» Prompt
Count how many lines of the listing below contain the string "spotted", and reply with only that number.

[Collected data]

━━━

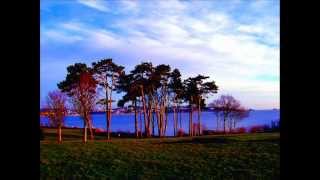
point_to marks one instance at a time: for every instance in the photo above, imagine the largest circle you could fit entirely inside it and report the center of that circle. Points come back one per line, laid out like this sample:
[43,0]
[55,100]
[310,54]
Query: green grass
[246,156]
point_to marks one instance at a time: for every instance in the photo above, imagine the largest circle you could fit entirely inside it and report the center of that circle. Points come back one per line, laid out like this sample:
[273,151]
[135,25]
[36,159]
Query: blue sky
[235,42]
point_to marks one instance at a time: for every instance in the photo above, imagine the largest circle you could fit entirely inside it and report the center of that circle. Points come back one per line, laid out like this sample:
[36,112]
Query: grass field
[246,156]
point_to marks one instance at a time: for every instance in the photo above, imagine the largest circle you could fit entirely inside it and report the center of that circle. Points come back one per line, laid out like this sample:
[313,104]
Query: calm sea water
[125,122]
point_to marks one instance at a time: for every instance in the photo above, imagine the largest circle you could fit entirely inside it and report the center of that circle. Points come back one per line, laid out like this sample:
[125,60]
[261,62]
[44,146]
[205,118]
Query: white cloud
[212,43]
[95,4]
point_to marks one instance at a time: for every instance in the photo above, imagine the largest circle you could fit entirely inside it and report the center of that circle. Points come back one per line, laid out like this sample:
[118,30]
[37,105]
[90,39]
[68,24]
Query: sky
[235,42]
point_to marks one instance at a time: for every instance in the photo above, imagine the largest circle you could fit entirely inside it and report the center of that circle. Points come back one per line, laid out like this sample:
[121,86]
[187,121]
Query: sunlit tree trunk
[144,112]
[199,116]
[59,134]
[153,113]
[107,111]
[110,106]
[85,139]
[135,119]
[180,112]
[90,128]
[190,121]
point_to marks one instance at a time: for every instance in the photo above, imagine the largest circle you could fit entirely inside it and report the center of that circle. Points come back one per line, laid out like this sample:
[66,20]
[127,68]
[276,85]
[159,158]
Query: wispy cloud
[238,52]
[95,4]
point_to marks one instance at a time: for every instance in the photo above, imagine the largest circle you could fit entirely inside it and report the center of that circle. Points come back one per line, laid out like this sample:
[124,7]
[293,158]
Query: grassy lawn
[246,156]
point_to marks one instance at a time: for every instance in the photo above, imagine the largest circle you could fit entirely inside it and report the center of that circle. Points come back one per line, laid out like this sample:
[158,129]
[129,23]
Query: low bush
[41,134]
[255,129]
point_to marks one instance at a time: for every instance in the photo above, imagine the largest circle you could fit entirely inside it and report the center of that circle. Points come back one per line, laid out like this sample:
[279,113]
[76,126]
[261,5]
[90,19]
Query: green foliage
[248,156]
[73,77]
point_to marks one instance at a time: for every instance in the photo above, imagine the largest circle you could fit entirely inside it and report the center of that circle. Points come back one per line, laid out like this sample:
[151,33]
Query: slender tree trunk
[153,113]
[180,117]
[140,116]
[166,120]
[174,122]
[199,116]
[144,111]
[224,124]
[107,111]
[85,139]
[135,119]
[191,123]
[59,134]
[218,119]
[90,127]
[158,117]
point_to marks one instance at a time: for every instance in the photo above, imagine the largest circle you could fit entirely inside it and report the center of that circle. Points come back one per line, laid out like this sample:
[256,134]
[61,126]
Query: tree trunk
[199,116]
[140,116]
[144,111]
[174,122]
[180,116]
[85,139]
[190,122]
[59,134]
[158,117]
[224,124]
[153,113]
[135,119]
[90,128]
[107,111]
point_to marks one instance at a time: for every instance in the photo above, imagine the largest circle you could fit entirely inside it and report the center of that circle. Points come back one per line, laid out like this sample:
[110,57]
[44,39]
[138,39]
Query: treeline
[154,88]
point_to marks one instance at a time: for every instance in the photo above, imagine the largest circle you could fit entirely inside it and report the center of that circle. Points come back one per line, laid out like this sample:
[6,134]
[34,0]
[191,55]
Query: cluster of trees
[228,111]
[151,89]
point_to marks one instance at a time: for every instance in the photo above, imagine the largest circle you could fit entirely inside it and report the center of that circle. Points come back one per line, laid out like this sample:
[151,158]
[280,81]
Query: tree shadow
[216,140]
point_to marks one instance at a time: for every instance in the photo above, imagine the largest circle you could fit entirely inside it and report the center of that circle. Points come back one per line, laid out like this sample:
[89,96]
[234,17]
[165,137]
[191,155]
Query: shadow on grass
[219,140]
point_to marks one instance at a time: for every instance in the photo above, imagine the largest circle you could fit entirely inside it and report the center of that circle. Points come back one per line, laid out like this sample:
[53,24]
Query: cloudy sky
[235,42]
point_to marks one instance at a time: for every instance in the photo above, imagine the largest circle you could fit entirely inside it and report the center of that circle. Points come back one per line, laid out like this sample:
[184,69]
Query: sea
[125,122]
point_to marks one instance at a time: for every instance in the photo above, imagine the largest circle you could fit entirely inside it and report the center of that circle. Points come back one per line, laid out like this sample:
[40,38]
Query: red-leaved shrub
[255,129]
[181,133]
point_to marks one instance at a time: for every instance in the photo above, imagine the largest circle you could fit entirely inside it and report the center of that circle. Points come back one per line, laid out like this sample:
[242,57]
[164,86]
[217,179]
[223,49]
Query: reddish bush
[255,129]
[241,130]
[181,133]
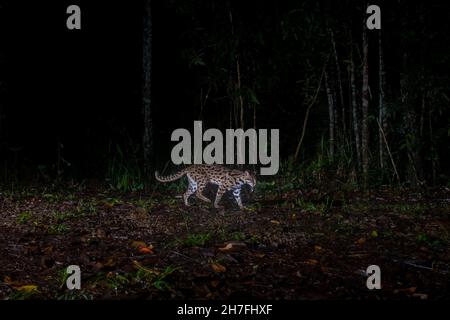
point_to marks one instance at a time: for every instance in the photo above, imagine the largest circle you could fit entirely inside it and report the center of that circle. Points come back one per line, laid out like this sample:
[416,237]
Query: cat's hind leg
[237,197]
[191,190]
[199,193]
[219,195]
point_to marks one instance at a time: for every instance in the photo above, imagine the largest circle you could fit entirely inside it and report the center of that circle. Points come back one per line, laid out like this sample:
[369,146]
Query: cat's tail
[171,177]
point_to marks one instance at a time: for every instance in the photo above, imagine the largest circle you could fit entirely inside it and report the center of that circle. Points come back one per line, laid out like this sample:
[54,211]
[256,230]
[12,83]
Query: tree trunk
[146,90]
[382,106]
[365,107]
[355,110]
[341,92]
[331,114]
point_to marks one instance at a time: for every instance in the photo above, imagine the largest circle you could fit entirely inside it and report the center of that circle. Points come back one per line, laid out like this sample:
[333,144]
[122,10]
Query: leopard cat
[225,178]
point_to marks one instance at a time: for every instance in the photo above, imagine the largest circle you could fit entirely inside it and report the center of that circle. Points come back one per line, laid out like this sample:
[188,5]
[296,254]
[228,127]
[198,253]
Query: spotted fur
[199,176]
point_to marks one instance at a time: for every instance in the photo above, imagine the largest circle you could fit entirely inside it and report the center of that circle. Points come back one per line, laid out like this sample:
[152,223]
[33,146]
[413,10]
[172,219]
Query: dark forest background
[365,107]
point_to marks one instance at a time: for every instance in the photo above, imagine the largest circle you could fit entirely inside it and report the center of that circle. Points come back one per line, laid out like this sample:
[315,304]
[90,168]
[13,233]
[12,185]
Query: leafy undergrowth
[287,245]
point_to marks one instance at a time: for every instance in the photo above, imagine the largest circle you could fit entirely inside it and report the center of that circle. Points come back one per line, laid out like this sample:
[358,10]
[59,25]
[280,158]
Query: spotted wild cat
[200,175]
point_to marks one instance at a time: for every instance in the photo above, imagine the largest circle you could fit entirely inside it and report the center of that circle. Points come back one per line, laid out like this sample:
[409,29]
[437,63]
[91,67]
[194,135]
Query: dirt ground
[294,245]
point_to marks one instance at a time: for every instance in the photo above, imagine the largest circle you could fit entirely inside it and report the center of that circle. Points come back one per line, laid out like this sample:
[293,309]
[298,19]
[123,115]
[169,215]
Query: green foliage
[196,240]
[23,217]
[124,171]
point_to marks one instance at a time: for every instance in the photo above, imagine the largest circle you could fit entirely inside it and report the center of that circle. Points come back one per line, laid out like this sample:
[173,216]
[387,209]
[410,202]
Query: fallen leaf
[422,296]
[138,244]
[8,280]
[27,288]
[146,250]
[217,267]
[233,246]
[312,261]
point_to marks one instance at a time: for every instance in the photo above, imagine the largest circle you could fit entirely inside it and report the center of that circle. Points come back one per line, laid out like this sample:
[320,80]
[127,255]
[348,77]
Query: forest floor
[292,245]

━━━

» Task solution
2